Kutipan Terpilih -

------------------------------

Pesanggrahan "Cinta"

Selamat Datang di "Pesanggrahan Cinta".............

Rabu, 09 Februari 2011

Tasawwuf

A. Definisi dan Hakekat Tasawuf

Salah satu contoh kehidupan Nabi yang sangat sederhana dan pas-pasan, bahkan bisa dibilang serba kekurangan untuk ukuran kehidupan manusia biasa seperti kita. Tapi apakah Nabi sesekali mengeluh dan merasa hidup sengsara dalam kondisi yang seperti itu? Tidak! Bahkan sering kali nabi mendesahkan sebuah do’a yang syarat dengan makna filosofis, yang sesungguhnya do’a tersebut adalah suatu pembelajaran bagi kita umatnya:


“ Ya Allah, biarkanlah aku hidup sebagai orang miskin, dan mati sebagai orang yang miskin, dan himpunkanlah aku dengan golongan orang-orang miskin”


Apa dibalik itu semua? Makna apa yang terkandung dan tersirat dibalik contoh-contoh kahidupan Nabi yang begitu sederhana dan serba pas-pasan secara materi? Rahasia apa yang tersembunyi dibalik lantunan do’a nabi yang menginginkan hidup dalam kemiskinan?

Makna yang terkandung dari perjalanan kesederhanaan hidup Nabi adalah suatu pembelajaran bahwa manusia boleh dan sah-sah saja mencari dunia atau bahkan memilikinya, tetapi satu hal yang menjadi pantangan dan dilarang, adalah mencintai dunia. Cinta kepada hal-hal yang bersifat duniawi akan melahirkan keterantungan kepadanya. Sekali seorang hamba telah tergantung atau menggantungkan sepenuhnya kepada dunia, maka yang lain (akhirat) pasti akan terlupakan dan terkalahkan. Dan jika seorang hamba telah mengalahkan kehidupan akhirat dan memenangkan kehidupan dunia, maka jangan diharap seorang hamba tersebut mempunyai akhlaq mulia. Dalam hatinya akan selalu diliputi oleh rasa ambisi yang pada giliran berikutnya akan menumbuhkan benih-benih penyakit hati seperti kufur nikmat, tamak, iri, dengki atau seperti istilah zaman sekarang yaitu penyakit materialistis.

------------------------------

Data yang Diberikan -
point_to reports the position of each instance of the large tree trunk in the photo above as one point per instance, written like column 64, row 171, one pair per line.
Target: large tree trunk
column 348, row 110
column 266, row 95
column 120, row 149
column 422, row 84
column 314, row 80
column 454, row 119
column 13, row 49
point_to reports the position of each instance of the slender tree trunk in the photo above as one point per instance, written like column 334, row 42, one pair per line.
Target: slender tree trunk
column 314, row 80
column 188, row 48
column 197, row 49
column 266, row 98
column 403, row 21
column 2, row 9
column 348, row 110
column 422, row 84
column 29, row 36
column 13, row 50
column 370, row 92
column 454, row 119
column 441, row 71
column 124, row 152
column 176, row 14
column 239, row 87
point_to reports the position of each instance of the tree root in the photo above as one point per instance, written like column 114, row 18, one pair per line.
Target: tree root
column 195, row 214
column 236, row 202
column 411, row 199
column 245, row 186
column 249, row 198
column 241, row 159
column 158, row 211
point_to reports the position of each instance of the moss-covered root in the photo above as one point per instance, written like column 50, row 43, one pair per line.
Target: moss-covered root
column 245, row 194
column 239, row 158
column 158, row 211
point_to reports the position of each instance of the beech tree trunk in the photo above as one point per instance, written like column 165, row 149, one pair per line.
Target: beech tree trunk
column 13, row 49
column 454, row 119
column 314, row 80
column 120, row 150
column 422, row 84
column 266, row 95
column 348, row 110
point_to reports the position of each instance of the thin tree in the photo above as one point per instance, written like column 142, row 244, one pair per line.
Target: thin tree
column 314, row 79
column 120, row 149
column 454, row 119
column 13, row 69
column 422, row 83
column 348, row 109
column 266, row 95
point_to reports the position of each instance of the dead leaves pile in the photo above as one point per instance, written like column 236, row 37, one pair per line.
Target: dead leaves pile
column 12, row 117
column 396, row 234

------------------------------

Tujuan Tugas -
[1] Jawab tiga pertanyaan berikut berdasarkan tulisan tentang tasawuf.
(a) Pada hari dan tanggal berapa tulisan itu dimuat?
(b) Menurut tulisan itu, hal apa yang menjadi pantangan dan dilarang?
(c) Penyakit hati apa saja yang disebutkan di paragraf terakhir?
[2] Tentukan apakah setiap pernyataan di bawah ini sesuai dengan tulisan tentang tasawuf. Jawab ya atau tidak, lalu kutip kata-kata penentunya dari tulisan itu.
(a) Nabi sesekali mengeluh karena hidupnya serba kekurangan.
(b) Manusia boleh mencari dunia, bahkan memilikinya.
(c) Dalam doanya, Nabi meminta agar mati sebagai orang kaya.
[3] Teruskan tulisan tentang tasawuf itu, mulai sesudah kalimat terakhirnya.
Catatan di atas sama sekali tidak dipakai di sini.

Jawaban Tiap Tugas -
[1]
(a) Rabu, 09 Februari 2011.
(b) Mencintai dunia.
(c) Kufur nikmat, tamak, iri, dengki, dan penyakit materialistis.

[2]
(a) Tidak: "Tapi apakah Nabi sesekali mengeluh dan merasa hidup sengsara dalam kondisi yang seperti itu? Tidak!"
(b) Ya: "manusia boleh dan sah-sah saja mencari dunia atau bahkan memilikinya"
(c) Tidak: "dan mati sebagai orang yang miskin"

[3]
Ada banyak definisi tasawuf baik yang diberikan oleh para sufi sendiri maupun dari para cendikiawan muslim menurut versinya masing-masing. Namun dari banyaknya definisi tersebut, Ibnu Kaldum memberikan batasan-batasan definisi tentang Tasawuf sebagai berikut”


“Asal pokok dari ajaran tasawuf itu adalah bertekun ibadah dan memutuskan pertaliannya dengan selain Allah, hanya meghadap Allah semata, menolak hiasan-hiasan dunia serta membenci perkara-perkara yang selalu memperdaya orang banyak, kelezatan harta benda dan kemegahannya, dan menyendiri menuju jalan Tuhan dalam Khalwat dan Ibadat”

Berpijak dari definisi ini memberikan keterangan bahwa tasawwuf itu terdiri dari beberapa unsure, yaitu:

1. Tetap tekun beribadah kepada Allah.

2. Memutuskan ketergantungan hatinya selain Allah.

3. Menjauhkan diri dari kemewahan-kemewahan dunia.

4. Menjauhkan diri dari berfoya-foya dengan harta dan kemegahan-kemegahannya.

5. Berkhalwat (bersunyi-sunyi dalam melaksanakan ibadah kepada Allah)

Dari beberapa unsure diatas, satu kesimpulan yang dapat dirumuskan adalah bahwa inti dari ajaran Tasawwuf adalah satu upaya atau usaha untuk mendekatkan diri kepada Allah dengan tekun beribadah dan melalui pembersihan jiwa dengan jalan memutuskan ketergantungan hati selain kepada Allah, menjauhkan diri dari kemewh-mewahan dunia dengan segala kemegahannya. Dengan demikian, sebenarnya ada dua hal yang menjadi prioritas atau perhatian utama dalam tasawwuf, yaitu: Kesucian jiwa, pendekatan diri kepada Allah.

Dalam ajaran tasawwuf, manusia sebenarnya adalah makhluk Allah yang digariskan selalu bergerak dalam arah kebaikan dan penyempurnaan. Hal ini pun ditegaskan oleh Allah dalam FirmanNYA:

“Maka hadapkanlah wajahmu dengan hanif (lurus kepada agama (Allah); (tetaplah atas) fitrah Allah yang telah menciptakan manusia menurut fitrah itu. (itulah) agama lurus, tetapi kebanyakan manusia tidak mengetahuinya” (QS. Ar-Rum:30).

Dalam ayat ini ditegaskan bahwa ternyata manusia mempunyai kecondongan untuk selalu berbuat baik, dan malah Allah sendiri menjamin tidak akan ada perubahan atas fitrah tersebut.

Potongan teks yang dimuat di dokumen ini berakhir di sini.